# Consigna
Indica a qué edad Francisco "Kiko" Salomón se fue a vivir a Montevideo, según el texto sobre él.

Salve Kiko
–Melo es meta fiesta. Yo vivía a tres cuadras de la estación. Mi padre era concesionario de la cantina del club Artigas, pero además del Artigas, tenés el club Remeros y el Bancario. Y de noche timba y baile. El Centro Obrero, el club Unión, el Ansina de los morenos… ¡Cinco bailes en carnaval! Melo es así. Allá hicieron un casamiento homosexual ya el siglo pasado, con doscientos invitados, con cura y todo. Aquello es Macondo –dice Francisco “Kiko” Salomón, quien a los diecisiete años se vino a vivir a Montevideo, para jugar al fútbol y quería volver corriendo a Melo, pero el fútbol lo llevó Caracas, a Porto Alegre y allí lo abandonó.
-Yo nunca dejé el fútbol; el fútbol me dejó a mí.
Era Campeón con el Inter, seleccionado uruguayo y estaba por firmar con Peñarol para volver a Uruguay, cuando fue a restar una pelota y Everaldo le bajó la plancha y lo quebró.
–Después de eso pude volver a practicar en Defensor, pero en un entrenamiento, al caer de un salto, se me volvió a abrir la fractura. Me acuerdo que en ese momento, Paco (Casal), al ver lo que me había pasado, empezó a darse la cabeza contra los fierros de la cancha de básquetbol.
La fractura se arregló pero en la recuperación perdí movilidad en el tobillo y no pude volver a jugar.
Entonces volvió a Melo por poco tiempo (una página olvidada o desconocida de su historia), a ensayar, como entrenador, todo lo que luego haría con gran éxito en Las Piedras, en Tacuarembó, en Montevideo y en el exterior, lo que había aprendido en el Internacional de Porto Alegre, sobre posesión de la pelota y antes, en el Defensor con el que fue Campeón en el 76, del Profe De León, sobre achique ofensivo, marca agresiva a la pelota, poniendo el bloque en cancha rival.

# Datos registrados
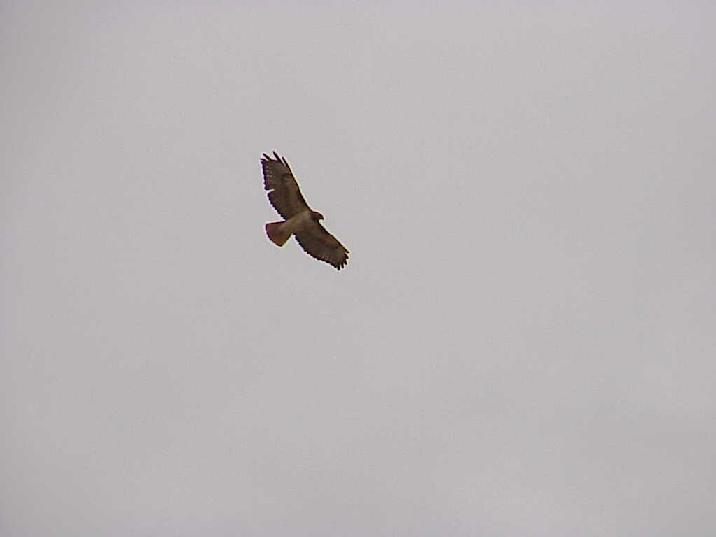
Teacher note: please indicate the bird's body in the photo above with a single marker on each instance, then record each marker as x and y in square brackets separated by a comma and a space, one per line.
[300, 220]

# Respuesta del ejercicio
A los diecisiete años.